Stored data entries
◇ ◇ ◇ ◇

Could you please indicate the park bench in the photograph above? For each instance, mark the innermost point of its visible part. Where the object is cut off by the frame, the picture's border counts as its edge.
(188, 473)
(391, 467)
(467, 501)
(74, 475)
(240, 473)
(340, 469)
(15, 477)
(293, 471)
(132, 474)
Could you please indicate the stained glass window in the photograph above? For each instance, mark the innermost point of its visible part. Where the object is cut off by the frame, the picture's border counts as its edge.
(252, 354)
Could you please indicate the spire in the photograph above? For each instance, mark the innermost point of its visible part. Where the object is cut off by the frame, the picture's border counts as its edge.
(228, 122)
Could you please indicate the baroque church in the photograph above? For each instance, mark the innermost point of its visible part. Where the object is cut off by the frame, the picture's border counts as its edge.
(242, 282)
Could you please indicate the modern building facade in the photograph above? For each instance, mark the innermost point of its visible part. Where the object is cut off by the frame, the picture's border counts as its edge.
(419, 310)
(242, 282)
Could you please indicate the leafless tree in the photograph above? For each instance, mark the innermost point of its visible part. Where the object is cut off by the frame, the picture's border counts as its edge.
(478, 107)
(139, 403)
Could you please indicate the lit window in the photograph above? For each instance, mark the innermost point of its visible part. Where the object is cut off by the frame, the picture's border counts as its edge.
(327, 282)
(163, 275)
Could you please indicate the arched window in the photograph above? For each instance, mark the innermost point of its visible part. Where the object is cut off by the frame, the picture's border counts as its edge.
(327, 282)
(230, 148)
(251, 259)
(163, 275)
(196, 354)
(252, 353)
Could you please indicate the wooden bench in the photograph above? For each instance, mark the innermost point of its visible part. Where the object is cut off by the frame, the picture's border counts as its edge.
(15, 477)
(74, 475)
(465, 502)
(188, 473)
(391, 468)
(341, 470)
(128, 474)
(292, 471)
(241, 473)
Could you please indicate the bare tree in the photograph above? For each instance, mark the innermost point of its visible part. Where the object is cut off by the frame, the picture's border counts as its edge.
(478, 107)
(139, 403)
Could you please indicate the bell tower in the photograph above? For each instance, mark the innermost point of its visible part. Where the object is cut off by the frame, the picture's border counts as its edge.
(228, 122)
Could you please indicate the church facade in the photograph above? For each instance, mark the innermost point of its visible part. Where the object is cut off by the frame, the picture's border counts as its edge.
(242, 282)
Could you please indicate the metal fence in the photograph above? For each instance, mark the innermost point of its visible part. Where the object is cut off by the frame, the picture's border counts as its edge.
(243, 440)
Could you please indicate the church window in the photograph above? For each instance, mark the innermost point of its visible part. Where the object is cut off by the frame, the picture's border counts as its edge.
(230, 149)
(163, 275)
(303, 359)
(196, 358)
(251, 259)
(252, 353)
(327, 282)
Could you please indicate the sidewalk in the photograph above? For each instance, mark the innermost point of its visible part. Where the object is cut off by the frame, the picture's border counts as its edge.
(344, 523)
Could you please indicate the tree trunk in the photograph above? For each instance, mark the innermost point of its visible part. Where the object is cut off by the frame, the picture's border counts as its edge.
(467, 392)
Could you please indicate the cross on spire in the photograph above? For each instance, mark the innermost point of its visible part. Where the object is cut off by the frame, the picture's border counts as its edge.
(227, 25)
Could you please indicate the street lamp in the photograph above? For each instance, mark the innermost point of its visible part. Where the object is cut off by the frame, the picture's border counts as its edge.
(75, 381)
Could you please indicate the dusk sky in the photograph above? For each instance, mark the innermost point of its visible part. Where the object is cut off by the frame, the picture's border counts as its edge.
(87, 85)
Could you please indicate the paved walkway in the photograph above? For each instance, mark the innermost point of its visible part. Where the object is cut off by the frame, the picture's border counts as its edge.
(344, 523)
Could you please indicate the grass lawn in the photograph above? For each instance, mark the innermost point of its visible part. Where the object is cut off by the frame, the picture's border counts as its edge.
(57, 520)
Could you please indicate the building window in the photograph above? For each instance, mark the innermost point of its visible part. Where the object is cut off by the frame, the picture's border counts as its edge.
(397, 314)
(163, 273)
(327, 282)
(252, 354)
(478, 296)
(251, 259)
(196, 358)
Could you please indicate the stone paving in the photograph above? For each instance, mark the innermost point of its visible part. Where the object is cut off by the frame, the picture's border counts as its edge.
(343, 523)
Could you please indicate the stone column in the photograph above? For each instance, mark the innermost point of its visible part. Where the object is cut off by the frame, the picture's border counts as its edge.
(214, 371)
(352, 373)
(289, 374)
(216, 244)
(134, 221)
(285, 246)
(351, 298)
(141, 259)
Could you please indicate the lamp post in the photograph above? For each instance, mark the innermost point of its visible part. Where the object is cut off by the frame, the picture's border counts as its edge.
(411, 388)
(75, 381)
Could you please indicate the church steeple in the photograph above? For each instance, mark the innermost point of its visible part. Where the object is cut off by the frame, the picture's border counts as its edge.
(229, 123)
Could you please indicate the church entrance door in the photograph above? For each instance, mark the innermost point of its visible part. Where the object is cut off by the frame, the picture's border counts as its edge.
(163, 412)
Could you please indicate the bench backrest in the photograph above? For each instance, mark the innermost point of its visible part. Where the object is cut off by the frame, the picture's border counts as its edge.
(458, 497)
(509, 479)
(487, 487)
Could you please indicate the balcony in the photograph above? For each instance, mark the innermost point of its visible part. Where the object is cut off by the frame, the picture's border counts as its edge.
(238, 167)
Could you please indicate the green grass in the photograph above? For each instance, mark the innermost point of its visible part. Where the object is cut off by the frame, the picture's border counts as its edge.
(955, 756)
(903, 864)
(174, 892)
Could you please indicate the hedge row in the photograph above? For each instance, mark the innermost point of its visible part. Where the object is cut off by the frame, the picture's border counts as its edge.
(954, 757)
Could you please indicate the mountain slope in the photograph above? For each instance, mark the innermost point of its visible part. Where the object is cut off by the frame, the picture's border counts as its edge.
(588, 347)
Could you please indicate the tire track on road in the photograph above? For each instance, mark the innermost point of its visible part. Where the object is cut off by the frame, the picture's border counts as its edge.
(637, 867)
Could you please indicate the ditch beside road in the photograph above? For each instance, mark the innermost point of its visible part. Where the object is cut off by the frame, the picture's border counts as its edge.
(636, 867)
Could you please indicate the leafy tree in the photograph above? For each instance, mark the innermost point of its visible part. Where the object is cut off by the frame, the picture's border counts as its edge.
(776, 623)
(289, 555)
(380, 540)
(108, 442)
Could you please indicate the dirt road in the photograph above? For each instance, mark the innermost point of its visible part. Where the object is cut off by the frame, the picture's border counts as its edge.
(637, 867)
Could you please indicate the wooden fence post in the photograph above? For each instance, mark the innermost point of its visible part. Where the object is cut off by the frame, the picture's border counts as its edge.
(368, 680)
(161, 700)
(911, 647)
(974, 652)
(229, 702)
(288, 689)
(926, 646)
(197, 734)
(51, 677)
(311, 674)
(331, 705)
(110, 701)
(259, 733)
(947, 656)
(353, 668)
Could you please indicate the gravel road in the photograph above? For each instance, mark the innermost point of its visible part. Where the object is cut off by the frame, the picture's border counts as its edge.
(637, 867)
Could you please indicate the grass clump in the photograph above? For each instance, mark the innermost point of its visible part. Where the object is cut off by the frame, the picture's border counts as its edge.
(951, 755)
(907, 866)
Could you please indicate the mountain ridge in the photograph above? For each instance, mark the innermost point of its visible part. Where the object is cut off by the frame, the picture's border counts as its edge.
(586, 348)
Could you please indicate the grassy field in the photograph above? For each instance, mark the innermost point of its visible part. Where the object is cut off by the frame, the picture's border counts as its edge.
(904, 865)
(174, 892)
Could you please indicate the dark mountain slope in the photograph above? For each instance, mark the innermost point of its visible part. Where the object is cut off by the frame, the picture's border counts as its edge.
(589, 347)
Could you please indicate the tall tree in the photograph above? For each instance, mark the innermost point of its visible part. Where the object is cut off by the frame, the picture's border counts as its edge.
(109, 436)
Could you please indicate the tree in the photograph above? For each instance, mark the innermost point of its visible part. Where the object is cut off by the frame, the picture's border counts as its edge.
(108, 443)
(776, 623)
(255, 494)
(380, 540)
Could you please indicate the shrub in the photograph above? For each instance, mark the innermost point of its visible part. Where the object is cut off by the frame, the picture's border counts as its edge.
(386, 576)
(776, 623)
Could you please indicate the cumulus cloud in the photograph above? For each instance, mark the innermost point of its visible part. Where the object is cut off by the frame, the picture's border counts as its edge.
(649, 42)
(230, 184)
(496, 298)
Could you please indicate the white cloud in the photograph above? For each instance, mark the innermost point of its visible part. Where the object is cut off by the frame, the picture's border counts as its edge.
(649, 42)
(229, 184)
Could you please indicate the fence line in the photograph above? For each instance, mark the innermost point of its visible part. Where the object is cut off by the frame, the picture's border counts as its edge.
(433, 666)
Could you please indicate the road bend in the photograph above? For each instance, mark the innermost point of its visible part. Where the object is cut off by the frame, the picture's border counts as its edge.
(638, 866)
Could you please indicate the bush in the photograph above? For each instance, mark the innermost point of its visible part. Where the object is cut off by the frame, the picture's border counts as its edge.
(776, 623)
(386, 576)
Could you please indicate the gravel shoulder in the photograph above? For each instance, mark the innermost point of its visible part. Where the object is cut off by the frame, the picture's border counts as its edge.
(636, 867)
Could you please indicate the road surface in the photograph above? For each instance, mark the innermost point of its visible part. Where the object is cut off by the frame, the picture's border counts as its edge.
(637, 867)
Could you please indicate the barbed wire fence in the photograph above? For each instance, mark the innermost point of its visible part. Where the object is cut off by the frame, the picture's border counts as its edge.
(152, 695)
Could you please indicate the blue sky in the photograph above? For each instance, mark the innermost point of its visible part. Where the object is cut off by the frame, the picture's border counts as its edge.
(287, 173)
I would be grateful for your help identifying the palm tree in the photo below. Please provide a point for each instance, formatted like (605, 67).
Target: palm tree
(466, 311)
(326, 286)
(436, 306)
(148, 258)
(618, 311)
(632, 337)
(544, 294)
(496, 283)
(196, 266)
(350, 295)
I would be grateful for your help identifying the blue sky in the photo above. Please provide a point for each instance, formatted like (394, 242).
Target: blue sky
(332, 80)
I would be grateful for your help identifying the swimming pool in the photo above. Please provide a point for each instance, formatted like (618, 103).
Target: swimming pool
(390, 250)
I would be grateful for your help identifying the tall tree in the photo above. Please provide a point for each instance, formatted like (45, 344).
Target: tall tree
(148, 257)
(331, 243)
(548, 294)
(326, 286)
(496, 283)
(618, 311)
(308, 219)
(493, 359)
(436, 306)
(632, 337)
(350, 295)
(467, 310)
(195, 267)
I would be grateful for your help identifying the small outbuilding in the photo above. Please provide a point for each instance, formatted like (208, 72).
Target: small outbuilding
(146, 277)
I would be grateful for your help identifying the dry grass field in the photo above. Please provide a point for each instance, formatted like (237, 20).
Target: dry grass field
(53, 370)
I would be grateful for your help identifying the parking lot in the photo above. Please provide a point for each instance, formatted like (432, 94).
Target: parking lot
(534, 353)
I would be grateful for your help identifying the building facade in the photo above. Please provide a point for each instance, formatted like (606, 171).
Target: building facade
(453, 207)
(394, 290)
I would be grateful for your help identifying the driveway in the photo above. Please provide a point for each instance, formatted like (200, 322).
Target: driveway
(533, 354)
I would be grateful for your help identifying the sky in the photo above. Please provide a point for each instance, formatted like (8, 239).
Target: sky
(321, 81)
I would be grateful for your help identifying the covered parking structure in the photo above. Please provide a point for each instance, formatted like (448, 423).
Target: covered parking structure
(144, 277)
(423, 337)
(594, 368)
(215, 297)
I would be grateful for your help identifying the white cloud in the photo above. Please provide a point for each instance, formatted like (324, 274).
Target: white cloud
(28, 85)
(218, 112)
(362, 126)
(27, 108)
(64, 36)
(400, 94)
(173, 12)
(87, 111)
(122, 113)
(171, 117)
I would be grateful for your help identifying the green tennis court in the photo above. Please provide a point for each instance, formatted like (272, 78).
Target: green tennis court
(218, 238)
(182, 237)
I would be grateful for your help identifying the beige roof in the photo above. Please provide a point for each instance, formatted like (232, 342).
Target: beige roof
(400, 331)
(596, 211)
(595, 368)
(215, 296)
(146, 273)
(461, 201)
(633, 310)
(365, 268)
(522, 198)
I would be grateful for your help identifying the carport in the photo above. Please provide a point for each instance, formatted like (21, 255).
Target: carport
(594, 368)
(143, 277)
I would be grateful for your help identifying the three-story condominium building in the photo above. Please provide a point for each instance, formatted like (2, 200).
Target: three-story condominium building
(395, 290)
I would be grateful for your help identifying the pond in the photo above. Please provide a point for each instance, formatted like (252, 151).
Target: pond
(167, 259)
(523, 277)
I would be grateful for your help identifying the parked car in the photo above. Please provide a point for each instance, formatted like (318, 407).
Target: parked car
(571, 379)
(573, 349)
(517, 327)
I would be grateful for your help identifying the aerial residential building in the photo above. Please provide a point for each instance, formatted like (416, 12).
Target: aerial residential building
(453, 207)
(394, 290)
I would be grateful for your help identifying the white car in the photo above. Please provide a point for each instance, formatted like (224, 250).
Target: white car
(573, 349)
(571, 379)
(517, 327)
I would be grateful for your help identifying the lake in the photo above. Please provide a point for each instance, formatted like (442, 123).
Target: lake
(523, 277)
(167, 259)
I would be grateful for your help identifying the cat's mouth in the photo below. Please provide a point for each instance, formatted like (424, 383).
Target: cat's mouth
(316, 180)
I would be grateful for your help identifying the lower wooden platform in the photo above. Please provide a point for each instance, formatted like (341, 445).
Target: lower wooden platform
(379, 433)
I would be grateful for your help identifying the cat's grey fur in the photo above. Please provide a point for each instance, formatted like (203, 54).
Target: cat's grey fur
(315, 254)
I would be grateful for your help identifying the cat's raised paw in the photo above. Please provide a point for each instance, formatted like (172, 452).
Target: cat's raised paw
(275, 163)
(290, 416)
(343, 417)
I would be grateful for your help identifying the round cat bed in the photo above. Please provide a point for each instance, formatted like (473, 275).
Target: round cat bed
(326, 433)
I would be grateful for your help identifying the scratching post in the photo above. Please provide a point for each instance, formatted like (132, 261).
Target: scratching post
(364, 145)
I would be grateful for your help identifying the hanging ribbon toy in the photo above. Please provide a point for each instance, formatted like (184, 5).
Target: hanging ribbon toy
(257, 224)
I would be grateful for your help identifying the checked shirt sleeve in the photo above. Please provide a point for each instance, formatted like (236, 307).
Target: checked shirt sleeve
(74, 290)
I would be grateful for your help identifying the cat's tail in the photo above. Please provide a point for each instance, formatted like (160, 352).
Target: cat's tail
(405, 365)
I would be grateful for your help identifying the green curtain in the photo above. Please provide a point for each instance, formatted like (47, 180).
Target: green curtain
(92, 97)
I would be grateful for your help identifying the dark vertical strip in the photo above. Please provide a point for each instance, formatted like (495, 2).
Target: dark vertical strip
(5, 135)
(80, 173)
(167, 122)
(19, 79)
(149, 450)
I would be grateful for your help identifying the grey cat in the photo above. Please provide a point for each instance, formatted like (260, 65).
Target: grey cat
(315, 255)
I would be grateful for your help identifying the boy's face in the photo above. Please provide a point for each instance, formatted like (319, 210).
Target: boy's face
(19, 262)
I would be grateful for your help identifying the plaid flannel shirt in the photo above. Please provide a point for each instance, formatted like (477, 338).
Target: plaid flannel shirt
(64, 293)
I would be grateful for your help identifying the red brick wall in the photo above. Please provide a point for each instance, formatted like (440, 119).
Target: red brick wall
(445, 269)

◇ ◇ ◇ ◇

Going through the entries above, report how many lines contain the word "below", with no other text.

TASK SOLUTION: 2